ESTRATTO FORNITO:
========

A proposito del Turco in Italia.
Sono trascorsi poco più di tre anni dalla scomparsa di Alberto Zedda e poco più da quella di Philip Gosset, cioè la “Cassazione” di ogni disputa o dubbio in campo rossiniano: purtroppo i tempi della Renaissance rossiniana sono lontani ma si era più che legittimati a pensare che il rispetto unito al buon senso avrebbero potuto proteggere sine die i capolavori del cigno pesarese da ogni possibile scellerata contaminazione o inaccettabile stravaganza che ne avessero mutato i connotati.

========

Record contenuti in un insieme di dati

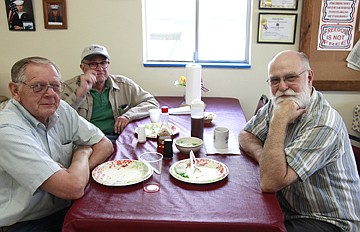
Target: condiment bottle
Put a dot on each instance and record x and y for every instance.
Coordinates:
(164, 131)
(141, 134)
(197, 118)
(168, 152)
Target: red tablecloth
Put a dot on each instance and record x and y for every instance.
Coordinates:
(233, 204)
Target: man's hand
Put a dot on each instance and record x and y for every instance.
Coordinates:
(87, 80)
(287, 112)
(120, 123)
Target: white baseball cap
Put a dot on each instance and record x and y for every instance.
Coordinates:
(19, 2)
(94, 49)
(54, 7)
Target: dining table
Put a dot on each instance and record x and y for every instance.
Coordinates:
(235, 203)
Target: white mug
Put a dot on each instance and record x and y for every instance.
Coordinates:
(221, 137)
(154, 115)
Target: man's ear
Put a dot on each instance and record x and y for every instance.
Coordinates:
(14, 89)
(82, 68)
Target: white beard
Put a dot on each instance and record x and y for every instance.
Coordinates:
(302, 99)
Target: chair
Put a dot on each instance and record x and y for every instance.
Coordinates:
(262, 101)
(356, 150)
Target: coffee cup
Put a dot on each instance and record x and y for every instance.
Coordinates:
(221, 137)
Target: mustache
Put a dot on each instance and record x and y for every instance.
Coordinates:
(288, 92)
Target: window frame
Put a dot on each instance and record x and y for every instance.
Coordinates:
(204, 63)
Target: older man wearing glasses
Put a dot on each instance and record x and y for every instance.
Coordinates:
(47, 150)
(302, 146)
(108, 101)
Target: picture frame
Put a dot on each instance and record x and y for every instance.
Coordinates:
(20, 15)
(278, 28)
(278, 4)
(54, 14)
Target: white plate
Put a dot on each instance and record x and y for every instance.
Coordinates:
(151, 129)
(121, 172)
(209, 171)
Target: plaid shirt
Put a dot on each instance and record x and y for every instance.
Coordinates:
(318, 148)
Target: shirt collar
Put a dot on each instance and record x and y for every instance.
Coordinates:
(31, 119)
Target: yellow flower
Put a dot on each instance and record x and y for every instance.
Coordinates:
(181, 81)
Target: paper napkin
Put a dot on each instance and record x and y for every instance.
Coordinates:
(180, 110)
(233, 147)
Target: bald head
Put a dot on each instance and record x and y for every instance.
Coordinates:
(290, 60)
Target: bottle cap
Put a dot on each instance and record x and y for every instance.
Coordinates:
(164, 109)
(168, 152)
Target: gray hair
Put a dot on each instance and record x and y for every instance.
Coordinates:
(18, 69)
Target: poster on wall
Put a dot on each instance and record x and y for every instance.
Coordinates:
(20, 15)
(55, 14)
(337, 24)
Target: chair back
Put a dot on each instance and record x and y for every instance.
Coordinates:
(356, 150)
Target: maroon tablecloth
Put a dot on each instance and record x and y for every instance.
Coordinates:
(233, 204)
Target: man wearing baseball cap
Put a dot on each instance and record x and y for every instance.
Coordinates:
(108, 101)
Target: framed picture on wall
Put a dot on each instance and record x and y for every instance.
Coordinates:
(20, 15)
(277, 28)
(55, 14)
(278, 4)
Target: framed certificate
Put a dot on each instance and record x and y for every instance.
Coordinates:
(55, 14)
(277, 28)
(278, 4)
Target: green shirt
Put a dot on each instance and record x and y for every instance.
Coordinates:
(102, 115)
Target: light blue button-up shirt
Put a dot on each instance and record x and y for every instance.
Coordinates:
(30, 153)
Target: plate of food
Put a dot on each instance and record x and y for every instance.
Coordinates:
(208, 117)
(206, 171)
(121, 172)
(151, 129)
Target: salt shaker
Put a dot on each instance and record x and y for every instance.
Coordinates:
(168, 152)
(141, 134)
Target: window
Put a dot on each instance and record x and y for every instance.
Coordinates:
(210, 32)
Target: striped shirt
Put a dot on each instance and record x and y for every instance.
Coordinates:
(318, 148)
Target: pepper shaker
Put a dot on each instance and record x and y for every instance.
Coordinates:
(141, 134)
(168, 152)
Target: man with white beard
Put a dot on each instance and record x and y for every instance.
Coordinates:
(304, 153)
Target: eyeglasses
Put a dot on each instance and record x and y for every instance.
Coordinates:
(289, 79)
(43, 88)
(94, 65)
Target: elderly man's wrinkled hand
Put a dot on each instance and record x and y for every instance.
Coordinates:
(120, 124)
(288, 111)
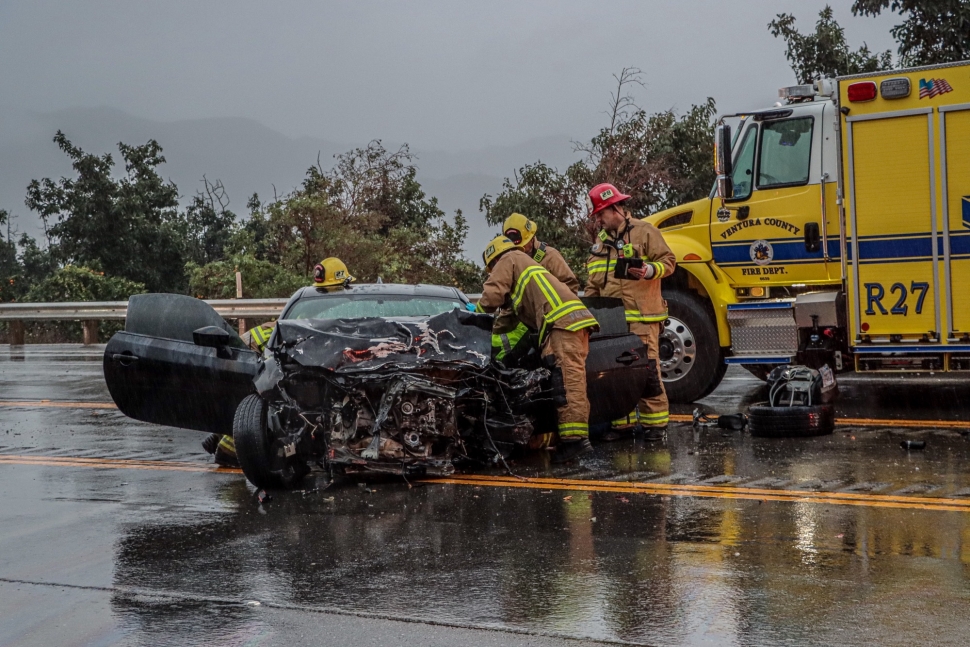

========

IL PROBLEMA: Prosegui il testo sul Turco in Italia, ripartendo subito dopo l'ultima frase riportata. Questo materiale è a sé stante e non fa parte del testo.

SPAZIO RISPOSTA:
Senza alcuna autoreferenzialità di intenti, tendenza sempre più praticata in tempi pandemici, mi viene spontaneo il ricordo di quando appena tre anni fa ero Don Bartolo nel cast de “Il barbiere di Siviglia”, per l’inaugurazione del Gran Théatre de Genève, con la regia affidata ad un inglese… di Londra, che dopo ben 15 giorni di prove, ci rese partecipi della sua intenzione di eseguire tutta l’opera senza alcun recitativo: alle mie ovvie richieste di spiegazioni, egli rispose che i recitativi erano noiosi ed il pubblico aspetta solo i momenti musicali, per sentire le voci. Che il regista in questione non conoscesse nemmeno una parola di italiano era solo un aggravante per chi, con imperdonabile imprudenza, lo avesse scelto; ma il problema era amplificato dal fatto che nemmeno il direttore, tra l’altro ottimo musicista, fosse in grado di comprendere il significato delle parole del libretto.